> **WHAT NEEDS TO BE DONE**
Rewrite the lines below, changing each "positive clicks" to "foreground clicks" and leaving everything else unchanged.

> **PROVIDED MATERIAL**
┌────────

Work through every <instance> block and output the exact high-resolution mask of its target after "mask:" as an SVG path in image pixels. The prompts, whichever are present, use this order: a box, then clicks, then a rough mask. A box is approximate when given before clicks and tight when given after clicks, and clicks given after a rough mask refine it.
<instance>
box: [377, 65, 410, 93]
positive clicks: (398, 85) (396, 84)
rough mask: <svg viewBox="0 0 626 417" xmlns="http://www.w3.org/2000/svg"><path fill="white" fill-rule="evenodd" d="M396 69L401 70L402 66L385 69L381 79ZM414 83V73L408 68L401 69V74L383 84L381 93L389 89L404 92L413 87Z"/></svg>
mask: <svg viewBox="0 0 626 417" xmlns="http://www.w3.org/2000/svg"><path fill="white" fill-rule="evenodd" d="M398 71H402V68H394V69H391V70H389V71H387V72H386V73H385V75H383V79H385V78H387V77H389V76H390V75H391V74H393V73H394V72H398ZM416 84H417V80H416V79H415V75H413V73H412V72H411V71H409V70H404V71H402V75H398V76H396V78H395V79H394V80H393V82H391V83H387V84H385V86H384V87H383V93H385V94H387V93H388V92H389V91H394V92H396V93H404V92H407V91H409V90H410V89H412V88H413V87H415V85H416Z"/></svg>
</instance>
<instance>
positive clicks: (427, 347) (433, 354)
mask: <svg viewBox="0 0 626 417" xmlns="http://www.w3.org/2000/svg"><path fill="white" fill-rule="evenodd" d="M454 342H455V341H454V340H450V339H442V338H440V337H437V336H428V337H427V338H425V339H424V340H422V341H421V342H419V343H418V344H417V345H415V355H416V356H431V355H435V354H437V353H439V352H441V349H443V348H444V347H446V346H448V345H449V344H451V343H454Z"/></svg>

└────────

> **SOLUTION FOR THIS TASK**
Work through every <instance> block and output the exact high-resolution mask of its target after "mask:" as an SVG path in image pixels. The prompts, whichever are present, use this order: a box, then clicks, then a rough mask. A box is approximate when given before clicks and tight when given after clicks, and clicks given after a rough mask refine it.
<instance>
box: [377, 65, 410, 93]
foreground clicks: (398, 85) (396, 84)
rough mask: <svg viewBox="0 0 626 417" xmlns="http://www.w3.org/2000/svg"><path fill="white" fill-rule="evenodd" d="M396 69L401 70L402 66L385 69L381 79ZM414 83V73L408 68L401 69V74L383 84L381 93L389 89L404 92L413 87Z"/></svg>
mask: <svg viewBox="0 0 626 417" xmlns="http://www.w3.org/2000/svg"><path fill="white" fill-rule="evenodd" d="M398 71H402V68H394V69H391V70H389V71H387V72H386V73H385V75H383V79H385V78H387V77H389V76H390V75H391V74H393V73H394V72H398ZM416 84H417V80H416V79H415V75H413V73H412V72H411V71H409V70H404V71H402V75H398V76H396V78H395V79H394V80H393V82H391V83H387V84H385V86H384V87H383V93H385V94H387V93H388V92H389V91H394V92H396V93H404V92H407V91H409V90H410V89H412V88H413V87H415V85H416Z"/></svg>
</instance>
<instance>
foreground clicks: (427, 347) (433, 354)
mask: <svg viewBox="0 0 626 417" xmlns="http://www.w3.org/2000/svg"><path fill="white" fill-rule="evenodd" d="M454 342H455V341H454V340H450V339H442V338H440V337H437V336H428V337H427V338H425V339H424V340H422V341H421V342H419V343H418V344H417V345H415V355H416V356H431V355H435V354H437V353H439V352H441V349H443V348H444V347H446V346H448V345H449V344H451V343H454Z"/></svg>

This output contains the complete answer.